The nature of the decoder is “auto-regregressive”, it used the previously generated output to generate the new output. So basically, once it decided on the next token, it needs to again take that new token in considerating to find the most probably token after that.

omg

The decoder starts decoding by generating the first token, which can be called the beginning of a sentence or <bos>, start of sequence or <sos>, <start>. This token signals the decoder to start generating the output, and the models keeps generating the output until it reachs the end of the seauence or <eos> or the maximum output length.
The masked multi-head makes sure to only predict on the tokens that are generated before the current position i.

The decoder is also composed of a stack of 6 identical layers. In addition to the two sub-layers in each encoder layer, the decoder inserts a third sub-layer, which performs multi-head attention over the output of the encoder stack. Similar to the encoder, we employ residual connections around each of the sub-layers, followed by layer normalization. We also modify the self-attention sub-layer in the decoder stack to prevent positions from attending to subsequent positions. This masking, combined with fact that the output embeddings are offset by one position, ensures that the predictions for position i can depend only on the known outputs at positions less than i.

Types Of Transformers #

Encoder-Decoder Transformers - Classic architecture like in the “all you need is attention” paper. The encoder block generates vectors and the decoder block which generates output based on those vectors.
- Models also known as sequence-to-sequence models.
- Example Models: Bart, Pegasus, T5
Encoder-Only Transformers
- Models also known as auto-encoding models.
- Attention layer can access all the words because there is no masking, thus making the attention bidirectional in nature.
- Example Models: BERT, RoBERTa, ALBERT, DeBERTa
Decoder-Only Transformers
- Models also known as auto-regressive models.
- Attentuin layer can’t access the future words in the sentence, thus making them undirectional in nature.
- General pre-training objective is generally to predict the next word in the sentence.
- Example Models: GPT-2, GPT, GPT-3.

Resources #

Attention Is All You Need - Paper

Math Appendix #

Transpose #

If your query ( q_i ) and key ( k_j ) are column vectors (like in most linear algebra conventions):

\[ q_i = \begin{bmatrix} q_{i1} \ q_{i2} \ \vdots \ q_{id_k} \end{bmatrix}, \quad k_j = \begin{bmatrix} k_{j1} \ k_{j2} \ \vdots \ k_{jd_k} \end{bmatrix} \]

then the dot product is written as:

\[ q_i^{\top} k_j = [q_{i1}, q_{i2}, \dots, q_{id_k}] \begin{bmatrix} k_{j1} \ k_{j2} \ \vdots \ k_{jd_k} \end{bmatrix} = \sum_{\ell=1}^{d_k} q_{i\ell} k_{j\ell} \]

That “⊤” (transpose) flips ( q_i ) from a column into a row, so you can multiply it with ( k_j ) and get a single number (a scalar).

Vanishing Gradient Problem #

When a neural network learns, it updates its weights using gradients — basically little nudges that tell it how much to change to make the output better.

But in very deep networks (many layers), those gradients have to be passed backward through all the layers (this is called backpropagation).

If each layer makes the gradient a bit smaller, by the time it reaches the early layers (near the input), it’s almost zero — it vanishes.

When that happens:

The early layers stop learning.
The network’s training gets very slow or stuck.
The model might only learn in the top layers.

That’s the vanishing gradient problem.

Simple analogy #

Imagine you’re passing a message through a long chain of people by whispering. Each person hears it a little quieter and passes it on. After 50 people, the message is barely a whisper — or completely gone.

That’s what happens to gradients in deep networks — they fade away before reaching the start.

^^^^

_AIM OF THE EXERCISE_.
Please list the example models the transformer text gives for encoder-only transformers. The entries are not needed for this.

_MATERIAL SUPPLIED_.
^^^^

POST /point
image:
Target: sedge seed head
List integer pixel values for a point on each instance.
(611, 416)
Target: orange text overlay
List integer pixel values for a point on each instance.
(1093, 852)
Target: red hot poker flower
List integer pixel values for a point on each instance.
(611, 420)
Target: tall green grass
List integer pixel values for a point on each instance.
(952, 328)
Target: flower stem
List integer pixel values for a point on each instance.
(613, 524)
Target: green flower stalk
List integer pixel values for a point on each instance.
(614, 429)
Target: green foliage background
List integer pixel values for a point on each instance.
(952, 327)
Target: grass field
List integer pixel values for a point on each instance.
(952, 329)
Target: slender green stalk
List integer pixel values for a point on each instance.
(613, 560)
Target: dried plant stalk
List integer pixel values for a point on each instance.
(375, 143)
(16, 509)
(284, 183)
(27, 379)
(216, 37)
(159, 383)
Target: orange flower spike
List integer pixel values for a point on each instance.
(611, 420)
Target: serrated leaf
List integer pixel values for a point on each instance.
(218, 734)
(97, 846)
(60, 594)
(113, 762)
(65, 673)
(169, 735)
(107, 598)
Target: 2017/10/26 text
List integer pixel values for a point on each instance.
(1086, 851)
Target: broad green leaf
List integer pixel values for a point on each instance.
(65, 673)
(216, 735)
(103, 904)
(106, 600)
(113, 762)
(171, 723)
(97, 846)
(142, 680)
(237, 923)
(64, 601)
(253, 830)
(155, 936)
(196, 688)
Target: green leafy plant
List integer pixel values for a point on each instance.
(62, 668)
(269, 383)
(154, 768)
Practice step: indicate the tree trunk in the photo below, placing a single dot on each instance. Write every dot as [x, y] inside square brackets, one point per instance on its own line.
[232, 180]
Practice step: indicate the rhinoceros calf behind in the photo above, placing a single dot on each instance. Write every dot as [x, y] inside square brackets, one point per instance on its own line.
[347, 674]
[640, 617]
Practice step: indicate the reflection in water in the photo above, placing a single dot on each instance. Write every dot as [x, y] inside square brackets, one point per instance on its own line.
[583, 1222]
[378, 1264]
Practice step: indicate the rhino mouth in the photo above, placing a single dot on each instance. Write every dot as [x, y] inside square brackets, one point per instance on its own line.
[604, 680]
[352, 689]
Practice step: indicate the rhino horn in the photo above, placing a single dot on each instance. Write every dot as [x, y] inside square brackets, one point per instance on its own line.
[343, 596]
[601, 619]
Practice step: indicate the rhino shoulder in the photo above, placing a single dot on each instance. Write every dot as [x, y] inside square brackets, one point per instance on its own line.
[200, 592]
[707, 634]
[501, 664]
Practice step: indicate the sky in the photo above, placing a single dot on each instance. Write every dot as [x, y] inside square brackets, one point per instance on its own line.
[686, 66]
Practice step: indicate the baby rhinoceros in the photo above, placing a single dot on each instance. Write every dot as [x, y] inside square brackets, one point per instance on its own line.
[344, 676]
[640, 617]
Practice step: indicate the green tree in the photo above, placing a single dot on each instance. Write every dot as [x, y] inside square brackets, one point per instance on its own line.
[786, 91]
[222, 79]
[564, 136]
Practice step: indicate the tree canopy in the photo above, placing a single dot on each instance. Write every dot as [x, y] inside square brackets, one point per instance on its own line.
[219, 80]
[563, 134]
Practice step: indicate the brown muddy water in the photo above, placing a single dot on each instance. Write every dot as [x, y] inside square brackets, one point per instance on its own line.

^^^^

_RESPONSE TO THIS EXERCISE_.
BERT, RoBERTa, ALBERT, DeBERTa